→ REQUIREMENTS:
Rescale the stretch of lines from the one containing "of the tall" through the one containing "[[66, 239], [217, 283], [152, 248], [166, 314]]", and give only those lines again, requests included. Multiply every x and y coordinate in the answer points by 1.5 and round each to a whole number, rounding halves up.

→ DATASET RECORDS:
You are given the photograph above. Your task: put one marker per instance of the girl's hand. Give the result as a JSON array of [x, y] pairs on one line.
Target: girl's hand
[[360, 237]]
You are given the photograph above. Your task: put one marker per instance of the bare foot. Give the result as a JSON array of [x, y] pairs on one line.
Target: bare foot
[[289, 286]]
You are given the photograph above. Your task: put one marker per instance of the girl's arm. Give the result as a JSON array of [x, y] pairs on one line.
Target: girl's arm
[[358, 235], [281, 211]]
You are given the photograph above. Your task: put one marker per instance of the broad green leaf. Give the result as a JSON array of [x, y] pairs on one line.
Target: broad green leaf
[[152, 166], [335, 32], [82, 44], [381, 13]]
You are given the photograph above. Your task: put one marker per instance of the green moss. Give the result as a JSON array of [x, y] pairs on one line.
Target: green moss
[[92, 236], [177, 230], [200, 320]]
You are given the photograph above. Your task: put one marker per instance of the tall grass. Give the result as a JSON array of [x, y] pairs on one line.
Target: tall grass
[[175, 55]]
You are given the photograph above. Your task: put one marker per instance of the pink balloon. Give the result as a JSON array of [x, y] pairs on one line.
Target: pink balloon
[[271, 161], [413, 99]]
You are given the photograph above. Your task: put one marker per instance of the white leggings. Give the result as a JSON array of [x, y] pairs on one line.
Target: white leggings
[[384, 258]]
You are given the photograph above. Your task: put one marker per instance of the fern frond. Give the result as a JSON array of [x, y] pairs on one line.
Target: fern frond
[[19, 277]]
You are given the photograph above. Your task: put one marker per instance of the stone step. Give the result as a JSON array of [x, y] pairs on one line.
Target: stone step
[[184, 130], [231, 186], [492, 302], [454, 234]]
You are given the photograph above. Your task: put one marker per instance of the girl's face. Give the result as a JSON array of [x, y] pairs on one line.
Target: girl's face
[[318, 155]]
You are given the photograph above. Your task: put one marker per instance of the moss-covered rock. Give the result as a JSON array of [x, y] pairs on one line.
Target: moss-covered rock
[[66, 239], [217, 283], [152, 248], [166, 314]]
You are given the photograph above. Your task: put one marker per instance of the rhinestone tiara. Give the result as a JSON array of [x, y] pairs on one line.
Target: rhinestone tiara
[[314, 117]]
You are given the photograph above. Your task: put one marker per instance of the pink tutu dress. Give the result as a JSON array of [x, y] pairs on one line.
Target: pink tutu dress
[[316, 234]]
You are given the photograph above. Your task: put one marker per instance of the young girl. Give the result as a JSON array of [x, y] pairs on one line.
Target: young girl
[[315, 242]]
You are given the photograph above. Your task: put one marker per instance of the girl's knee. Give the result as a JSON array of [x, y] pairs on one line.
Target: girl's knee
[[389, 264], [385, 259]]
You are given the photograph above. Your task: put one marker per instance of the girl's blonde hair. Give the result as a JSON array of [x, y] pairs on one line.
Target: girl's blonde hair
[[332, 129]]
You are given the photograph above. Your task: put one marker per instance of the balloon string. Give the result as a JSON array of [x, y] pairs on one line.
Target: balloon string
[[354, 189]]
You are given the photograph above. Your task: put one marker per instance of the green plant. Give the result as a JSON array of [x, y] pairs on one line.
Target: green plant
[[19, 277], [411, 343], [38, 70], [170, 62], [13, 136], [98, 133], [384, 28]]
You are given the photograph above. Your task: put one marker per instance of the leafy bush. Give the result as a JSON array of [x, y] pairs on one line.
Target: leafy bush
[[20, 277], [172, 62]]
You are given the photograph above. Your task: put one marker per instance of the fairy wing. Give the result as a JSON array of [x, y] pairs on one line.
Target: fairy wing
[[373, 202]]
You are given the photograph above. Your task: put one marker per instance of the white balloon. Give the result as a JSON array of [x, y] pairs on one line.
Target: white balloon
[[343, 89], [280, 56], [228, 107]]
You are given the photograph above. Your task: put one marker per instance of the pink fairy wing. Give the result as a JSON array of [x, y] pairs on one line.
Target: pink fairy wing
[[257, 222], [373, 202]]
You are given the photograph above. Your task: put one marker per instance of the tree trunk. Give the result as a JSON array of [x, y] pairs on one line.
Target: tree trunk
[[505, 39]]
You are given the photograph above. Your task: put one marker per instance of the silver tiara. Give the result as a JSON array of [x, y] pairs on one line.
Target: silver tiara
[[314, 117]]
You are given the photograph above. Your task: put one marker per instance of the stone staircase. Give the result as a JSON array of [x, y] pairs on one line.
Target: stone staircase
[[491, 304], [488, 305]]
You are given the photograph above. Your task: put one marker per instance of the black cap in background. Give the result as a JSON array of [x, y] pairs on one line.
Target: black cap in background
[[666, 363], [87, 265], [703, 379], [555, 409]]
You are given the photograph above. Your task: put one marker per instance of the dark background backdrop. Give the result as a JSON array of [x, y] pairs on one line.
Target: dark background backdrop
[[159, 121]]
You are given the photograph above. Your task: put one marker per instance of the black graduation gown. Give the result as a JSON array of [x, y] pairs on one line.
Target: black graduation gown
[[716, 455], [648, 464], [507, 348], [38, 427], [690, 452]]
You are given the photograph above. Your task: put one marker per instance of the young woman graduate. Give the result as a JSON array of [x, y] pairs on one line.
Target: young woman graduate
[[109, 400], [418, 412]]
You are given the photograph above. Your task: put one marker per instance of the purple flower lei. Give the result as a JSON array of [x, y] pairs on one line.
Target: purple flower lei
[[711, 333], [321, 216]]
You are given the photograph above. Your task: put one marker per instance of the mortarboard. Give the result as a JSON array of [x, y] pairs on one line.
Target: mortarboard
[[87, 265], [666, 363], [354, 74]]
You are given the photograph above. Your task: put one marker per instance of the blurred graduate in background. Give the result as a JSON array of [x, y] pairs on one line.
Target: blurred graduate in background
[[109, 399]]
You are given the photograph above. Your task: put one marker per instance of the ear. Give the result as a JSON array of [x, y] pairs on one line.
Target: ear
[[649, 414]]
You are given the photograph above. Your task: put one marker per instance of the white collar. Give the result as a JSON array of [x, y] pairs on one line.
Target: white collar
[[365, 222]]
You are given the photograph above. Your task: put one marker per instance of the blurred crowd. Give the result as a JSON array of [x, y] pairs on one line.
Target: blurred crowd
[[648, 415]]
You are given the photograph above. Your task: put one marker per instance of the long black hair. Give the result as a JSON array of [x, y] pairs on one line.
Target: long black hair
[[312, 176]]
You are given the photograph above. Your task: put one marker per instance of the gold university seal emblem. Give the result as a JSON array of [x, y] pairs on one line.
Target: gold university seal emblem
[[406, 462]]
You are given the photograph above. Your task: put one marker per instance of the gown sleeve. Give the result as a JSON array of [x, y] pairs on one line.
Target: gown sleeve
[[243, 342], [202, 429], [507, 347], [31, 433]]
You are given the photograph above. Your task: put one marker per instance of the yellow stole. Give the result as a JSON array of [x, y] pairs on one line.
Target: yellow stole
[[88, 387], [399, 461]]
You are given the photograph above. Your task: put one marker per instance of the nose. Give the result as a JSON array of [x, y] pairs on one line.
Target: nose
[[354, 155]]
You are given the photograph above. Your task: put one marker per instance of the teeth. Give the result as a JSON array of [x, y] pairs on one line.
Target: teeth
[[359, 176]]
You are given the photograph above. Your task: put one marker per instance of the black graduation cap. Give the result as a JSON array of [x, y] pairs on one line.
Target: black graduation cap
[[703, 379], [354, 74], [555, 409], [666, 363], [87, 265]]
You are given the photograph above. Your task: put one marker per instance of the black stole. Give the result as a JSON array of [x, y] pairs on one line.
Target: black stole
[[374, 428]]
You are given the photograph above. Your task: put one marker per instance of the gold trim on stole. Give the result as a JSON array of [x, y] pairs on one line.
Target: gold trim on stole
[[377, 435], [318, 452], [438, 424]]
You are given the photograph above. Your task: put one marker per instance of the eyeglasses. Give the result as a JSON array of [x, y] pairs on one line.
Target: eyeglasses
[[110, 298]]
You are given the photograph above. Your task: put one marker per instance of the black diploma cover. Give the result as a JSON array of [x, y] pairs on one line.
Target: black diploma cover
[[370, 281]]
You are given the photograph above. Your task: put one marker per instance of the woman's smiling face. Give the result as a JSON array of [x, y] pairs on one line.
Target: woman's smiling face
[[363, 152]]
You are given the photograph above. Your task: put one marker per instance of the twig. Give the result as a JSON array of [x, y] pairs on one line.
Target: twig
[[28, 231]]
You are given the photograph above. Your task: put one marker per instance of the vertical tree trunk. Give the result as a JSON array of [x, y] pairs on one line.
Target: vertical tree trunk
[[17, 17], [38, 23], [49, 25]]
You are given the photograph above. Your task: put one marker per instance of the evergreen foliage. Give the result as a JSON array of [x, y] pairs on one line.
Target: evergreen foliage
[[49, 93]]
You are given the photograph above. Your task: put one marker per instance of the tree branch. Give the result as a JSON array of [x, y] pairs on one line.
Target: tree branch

→ WRITTEN SOLUTION:
You are given the photograph above. Your task: put one marker per instance of the tall grass. Give the result as a JSON array of [x, y] pairs on one line.
Target: tall grass
[[263, 83]]
You are given the photograph above. Your task: put one marker per instance of the pink balloon. Give the result as a JSON array of [x, y] pairs on one line.
Target: pink balloon
[[407, 242], [620, 149]]
You are given the photograph above. Your task: put one marker per instance of the white leggings. Give the result as a JSON array of [x, y] pairs on one line.
Target: white leggings
[[576, 387]]
You are given the photograph above. Your task: put one marker per instance of the fern frond. Give the result as a JSON array of [x, y] pairs on one line.
Target: fern frond
[[29, 416]]
You are given the photograph above. Your task: put one marker per instance of the stone step. Give the result as a JSON array of [x, y] pairs on one line.
Target: stone step
[[276, 195], [347, 279], [738, 453], [681, 351]]
You are given the photograph above. Your task: put one marker per instance of the girl's face. Give the result as a JSON array of [x, y] pairs on one line.
Target: girl's face
[[477, 233]]
You are given the photograph above. Your task: put one marker per instance of the moss-covered rock. Give the result as a JSON array of [x, y] pairs on one line.
Target: moss-covered rock
[[99, 359], [326, 425], [228, 372], [249, 471]]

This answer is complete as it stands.